START EXCERPTED RECORDS
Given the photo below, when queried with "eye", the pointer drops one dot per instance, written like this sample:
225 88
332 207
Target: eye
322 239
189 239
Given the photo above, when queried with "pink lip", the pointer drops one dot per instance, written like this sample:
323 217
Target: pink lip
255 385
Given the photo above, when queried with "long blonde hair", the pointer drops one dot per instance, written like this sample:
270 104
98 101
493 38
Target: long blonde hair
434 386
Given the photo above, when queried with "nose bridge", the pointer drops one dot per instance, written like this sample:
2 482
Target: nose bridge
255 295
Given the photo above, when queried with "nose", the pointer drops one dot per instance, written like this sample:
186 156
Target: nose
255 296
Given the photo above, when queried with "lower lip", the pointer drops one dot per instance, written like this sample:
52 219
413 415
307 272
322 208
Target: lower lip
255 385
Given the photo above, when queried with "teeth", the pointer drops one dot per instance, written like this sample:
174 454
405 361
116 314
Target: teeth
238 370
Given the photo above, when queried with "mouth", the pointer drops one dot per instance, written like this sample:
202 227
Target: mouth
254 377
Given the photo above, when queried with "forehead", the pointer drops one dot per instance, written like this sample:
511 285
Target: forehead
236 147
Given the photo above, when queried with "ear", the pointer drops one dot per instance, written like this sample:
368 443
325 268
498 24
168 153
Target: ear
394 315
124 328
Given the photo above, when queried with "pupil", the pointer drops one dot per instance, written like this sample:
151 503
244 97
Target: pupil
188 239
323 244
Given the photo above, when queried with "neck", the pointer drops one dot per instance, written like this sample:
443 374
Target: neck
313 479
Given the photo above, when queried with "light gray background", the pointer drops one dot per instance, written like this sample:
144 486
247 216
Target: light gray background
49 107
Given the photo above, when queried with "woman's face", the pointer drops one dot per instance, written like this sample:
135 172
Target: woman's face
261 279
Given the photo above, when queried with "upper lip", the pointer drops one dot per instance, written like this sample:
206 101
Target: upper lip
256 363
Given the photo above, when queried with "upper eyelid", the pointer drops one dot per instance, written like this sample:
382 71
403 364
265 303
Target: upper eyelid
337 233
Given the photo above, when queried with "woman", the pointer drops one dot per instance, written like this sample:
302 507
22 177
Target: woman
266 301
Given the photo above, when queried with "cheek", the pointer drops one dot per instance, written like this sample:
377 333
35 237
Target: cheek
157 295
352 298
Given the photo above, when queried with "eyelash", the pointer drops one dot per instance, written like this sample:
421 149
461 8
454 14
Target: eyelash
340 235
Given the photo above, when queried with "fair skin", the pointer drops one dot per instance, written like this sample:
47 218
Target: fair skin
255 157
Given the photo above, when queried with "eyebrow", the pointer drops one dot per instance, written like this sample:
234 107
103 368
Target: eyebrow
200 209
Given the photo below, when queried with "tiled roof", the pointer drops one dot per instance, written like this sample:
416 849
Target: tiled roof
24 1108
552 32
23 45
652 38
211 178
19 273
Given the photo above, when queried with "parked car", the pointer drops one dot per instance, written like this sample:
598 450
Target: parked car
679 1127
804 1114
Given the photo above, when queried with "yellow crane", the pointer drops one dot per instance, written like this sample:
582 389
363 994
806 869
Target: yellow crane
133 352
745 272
END EXCERPTED RECORDS
[TASK TO COMPLETE]: Repeat all the data, every line exactly.

[TASK SOLUTION]:
Given the photo below, when queried with "eye", the pointer drops one dot per instance, written like this sample:
225 88
332 207
Target: eye
322 239
189 239
Given the photo above, when queried with "pink lip", the pointer drops one dot per instance, written like this sample:
323 217
Target: pink lip
255 385
Given the photo above, when queried with "long blonde hair", the pointer drops one dot per instance, written like this sample:
270 104
98 101
493 38
Target: long blonde hair
434 386
Given the photo above, when queried with "nose bridge", the pointer drops one dot per instance, written like this sample:
2 482
Target: nose bridge
255 295
Given the photo above, when queried with "nose", the pointer drops one dot per instance, written like this sample:
186 156
Target: nose
255 296
Given the photo above, when queried with "lower lip", the pointer drops one dot per instance, written like this sample:
52 219
413 415
307 272
322 208
Target: lower lip
255 385
Given the photo above, when queried with "teeth", the pointer drops one dot per instance, written like this sample:
174 454
405 361
116 314
Target: teeth
238 370
Given the photo above, when queried with "mouth", the pointer drops one dot per instance, written like this sample:
202 227
Target: mouth
254 377
Given the photo above, when queried with "forehead", the pointer drops one dot per instance, written like this sample:
511 285
Target: forehead
236 147
Given the photo above, when queried with "ear", the pointer drops one dot per instance, written like this sample:
368 443
325 268
498 24
168 153
Target: ear
394 315
124 328
Given the photo above, when queried with "pupil", the pointer drops one dot per instance, written like this sample:
151 503
244 97
Target: pupil
188 239
323 244
Given the photo above, when queried with "neck", the pointer drops one dot per instance, written like this sample:
443 374
Target: neck
313 479
Given the photo above, when queried with "light gray background", the pointer drops one dot per instance, written like this sample:
144 486
247 216
Target: light gray background
49 107
Given the photo above, when queried with "woman's face", the pointer drops one dot per instance, written like this sample:
135 172
Target: woman's face
261 279
Given the photo above, when queried with "upper lip", the pointer drops one dot per instance, written like this sample:
206 101
Target: upper lip
256 363
Given the photo above, when queried with "upper eyelid", the pointer drops one dot per instance, written like this sample:
382 71
403 364
265 303
Target: upper eyelid
337 233
Given the photo above, when queried with "woman", the pointer drops one dot per instance, written like this sample:
302 507
22 177
Target: woman
266 301
Given the photo above, when queried with "cheek", the pointer drops one dot per instance, written like this sample:
377 333
35 237
Target: cheek
157 295
352 298
Given the photo above, when queried with "eyelash", the pointer drops one dot per instance, written like this sample:
421 149
461 8
454 14
Target: eyelash
340 235
Given the photo above, when queried with "fair skin", the pointer drops one dot per instance, written like this sample:
47 218
Target: fair skin
255 157
Given the photo above, when queried with "eyebrow", the pointer drops one dot per instance, written like this sample:
234 107
103 368
Target: eyebrow
200 209
Given the photo below, when queried with "tiled roof", the pointer drops one dot per instance, written like this sample:
416 849
Target: tiled roof
24 1108
552 32
23 45
652 38
211 178
19 273
Given the photo above, when queried with "parked car", the pointer drops one dot per instance, written like this sample:
598 450
Target: parked car
679 1127
804 1114
Given the photo above, when queried with "yellow crane", the pointer drops one dot per instance, written like this sample:
582 389
363 994
806 869
Target: yellow crane
133 352
745 272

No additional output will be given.